Count how many of the lines below contain the string "forearm", matching case exactly, and reply with only the number.

## begin RECORD SET

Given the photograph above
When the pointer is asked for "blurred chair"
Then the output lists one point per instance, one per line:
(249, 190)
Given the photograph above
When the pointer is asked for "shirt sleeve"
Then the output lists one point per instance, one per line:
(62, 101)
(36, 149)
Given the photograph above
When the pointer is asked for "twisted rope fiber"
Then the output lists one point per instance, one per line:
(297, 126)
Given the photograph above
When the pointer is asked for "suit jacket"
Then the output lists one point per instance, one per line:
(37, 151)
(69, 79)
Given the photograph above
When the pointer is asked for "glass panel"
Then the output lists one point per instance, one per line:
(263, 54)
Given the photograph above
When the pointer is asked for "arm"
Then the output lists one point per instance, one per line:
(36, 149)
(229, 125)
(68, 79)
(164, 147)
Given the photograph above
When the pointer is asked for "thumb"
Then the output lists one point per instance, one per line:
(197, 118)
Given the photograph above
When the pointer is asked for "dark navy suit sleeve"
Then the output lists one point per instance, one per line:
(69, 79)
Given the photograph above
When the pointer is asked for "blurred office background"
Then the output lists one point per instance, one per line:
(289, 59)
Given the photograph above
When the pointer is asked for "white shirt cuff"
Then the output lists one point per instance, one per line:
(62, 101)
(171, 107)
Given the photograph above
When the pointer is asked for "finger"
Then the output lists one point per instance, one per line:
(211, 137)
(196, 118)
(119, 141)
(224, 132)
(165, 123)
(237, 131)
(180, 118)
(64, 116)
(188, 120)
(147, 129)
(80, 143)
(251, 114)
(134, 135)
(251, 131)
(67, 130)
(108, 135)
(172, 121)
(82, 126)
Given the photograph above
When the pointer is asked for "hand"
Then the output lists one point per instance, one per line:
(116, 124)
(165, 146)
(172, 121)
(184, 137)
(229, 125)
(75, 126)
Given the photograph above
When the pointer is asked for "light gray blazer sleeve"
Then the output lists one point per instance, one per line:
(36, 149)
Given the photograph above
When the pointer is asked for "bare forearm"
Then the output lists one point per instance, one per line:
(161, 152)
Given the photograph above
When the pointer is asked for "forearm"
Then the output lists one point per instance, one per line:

## end RECORD SET

- COMPLETE RESPONSE
2